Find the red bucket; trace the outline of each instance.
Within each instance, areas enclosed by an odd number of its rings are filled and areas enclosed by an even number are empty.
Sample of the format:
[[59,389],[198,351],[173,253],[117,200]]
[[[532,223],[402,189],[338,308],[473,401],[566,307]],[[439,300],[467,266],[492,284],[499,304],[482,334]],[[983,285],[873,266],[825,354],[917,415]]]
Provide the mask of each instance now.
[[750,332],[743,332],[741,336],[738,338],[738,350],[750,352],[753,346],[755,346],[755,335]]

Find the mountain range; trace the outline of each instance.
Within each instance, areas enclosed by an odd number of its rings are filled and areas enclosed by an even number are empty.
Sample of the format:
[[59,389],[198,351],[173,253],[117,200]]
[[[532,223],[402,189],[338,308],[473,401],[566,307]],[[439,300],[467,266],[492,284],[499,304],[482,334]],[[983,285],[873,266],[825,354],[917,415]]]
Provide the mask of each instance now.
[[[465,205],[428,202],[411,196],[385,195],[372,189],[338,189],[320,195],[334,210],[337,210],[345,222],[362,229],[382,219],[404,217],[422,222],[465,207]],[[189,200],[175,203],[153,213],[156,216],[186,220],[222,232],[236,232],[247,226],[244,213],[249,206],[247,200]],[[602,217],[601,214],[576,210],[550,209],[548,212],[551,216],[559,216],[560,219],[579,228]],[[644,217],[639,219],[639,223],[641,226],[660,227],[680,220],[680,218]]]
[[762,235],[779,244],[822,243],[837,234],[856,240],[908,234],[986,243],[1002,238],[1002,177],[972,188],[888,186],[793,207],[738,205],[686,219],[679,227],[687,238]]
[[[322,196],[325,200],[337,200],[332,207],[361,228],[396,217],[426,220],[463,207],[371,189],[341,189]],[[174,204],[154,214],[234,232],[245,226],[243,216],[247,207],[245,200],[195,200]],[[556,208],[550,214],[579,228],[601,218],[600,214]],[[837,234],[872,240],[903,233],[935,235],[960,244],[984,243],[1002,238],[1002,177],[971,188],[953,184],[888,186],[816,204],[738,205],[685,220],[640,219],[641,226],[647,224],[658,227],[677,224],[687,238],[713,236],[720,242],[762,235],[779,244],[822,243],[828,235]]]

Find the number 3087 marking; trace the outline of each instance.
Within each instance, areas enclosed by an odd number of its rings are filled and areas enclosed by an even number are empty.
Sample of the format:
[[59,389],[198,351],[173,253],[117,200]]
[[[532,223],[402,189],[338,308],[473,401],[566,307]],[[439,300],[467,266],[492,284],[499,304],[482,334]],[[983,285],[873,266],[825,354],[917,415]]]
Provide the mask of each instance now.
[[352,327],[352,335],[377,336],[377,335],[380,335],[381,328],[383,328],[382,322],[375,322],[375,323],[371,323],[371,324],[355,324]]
══════
- TO DO
Return the entries above exactly as they appear.

- OUTPUT BELOW
Find the red bucket; trace the outline of each instance.
Within each instance, areas enclosed by an odd number of its rings are filled and areas enclosed by an even number are empty.
Sample of the format:
[[59,389],[198,351],[173,253],[117,200]]
[[[532,223],[402,189],[338,308],[473,401],[566,307]],[[439,300],[467,266],[492,284],[499,304],[482,334]],[[983,285],[873,266],[825,354],[917,415]]]
Provide the mask of each instance now.
[[750,332],[743,332],[741,336],[738,338],[738,350],[750,352],[753,346],[755,346],[755,335]]

Find the mountain range; trace the outline of each instance.
Within each instance, areas enclosed by an odd number of its rings are filled and areas enclosed by an even number are empty.
Sample of the format:
[[59,389],[198,351],[173,253],[117,200]]
[[[532,223],[402,189],[338,308],[473,401],[566,307]],[[439,300],[467,266],[492,284],[499,304],[482,334]],[[983,285],[873,266],[825,354],[917,415]]]
Provide the mask of each instance now.
[[[465,205],[428,202],[411,196],[385,195],[372,189],[338,189],[320,195],[334,210],[337,210],[345,222],[362,229],[382,219],[404,217],[422,222],[465,207]],[[189,200],[175,203],[153,213],[156,216],[186,220],[222,232],[236,232],[247,226],[244,213],[249,206],[247,200]],[[602,217],[601,214],[576,210],[550,209],[548,212],[551,216],[559,216],[560,219],[579,228]],[[644,217],[639,219],[639,223],[641,226],[660,227],[680,220],[680,218]]]
[[762,235],[779,244],[822,243],[837,234],[856,240],[908,234],[986,243],[1002,238],[1002,177],[972,188],[888,186],[793,207],[738,205],[686,219],[679,227],[687,238]]
[[[322,196],[325,200],[337,200],[332,207],[361,228],[396,217],[426,220],[463,207],[371,189],[341,189]],[[174,204],[154,214],[234,232],[245,226],[243,216],[247,207],[245,200],[195,200]],[[556,208],[550,214],[579,228],[601,218],[600,214]],[[837,234],[872,240],[903,233],[935,235],[960,244],[984,243],[1002,238],[1002,177],[971,188],[953,184],[888,186],[816,204],[738,205],[685,220],[640,219],[641,226],[647,224],[658,227],[677,224],[687,238],[713,236],[720,242],[762,235],[779,244],[822,243],[828,235]]]

Find the number 3087 marking; trace the outline of each instance.
Within each instance, areas enclosed by an odd number of its rings are filled and areas enclosed by an even number are empty.
Sample of the format:
[[59,389],[198,351],[173,253],[117,200]]
[[[532,223],[402,189],[338,308],[473,401],[566,307]],[[439,300],[467,266],[492,284],[499,304],[482,334]],[[983,285],[873,266],[825,354],[917,415]]]
Provide the mask of each instance now.
[[352,327],[352,335],[377,336],[377,335],[380,335],[381,328],[383,328],[382,322],[375,322],[375,323],[371,323],[371,324],[355,324]]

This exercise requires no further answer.